TASK STATEMENT: Duplicate every item below verbatim, keeping each line and character unchanged.

Location labeling records:

┄┄┄┄┄┄

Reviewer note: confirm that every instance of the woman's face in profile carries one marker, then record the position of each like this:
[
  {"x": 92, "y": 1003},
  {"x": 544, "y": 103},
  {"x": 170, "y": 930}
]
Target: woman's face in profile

┄┄┄┄┄┄

TASK SOLUTION:
Reviewer note: confirm that every instance of the woman's face in profile carries one marker, then record the position of each like this:
[
  {"x": 92, "y": 1003},
  {"x": 544, "y": 103},
  {"x": 170, "y": 930}
]
Target: woman's face in profile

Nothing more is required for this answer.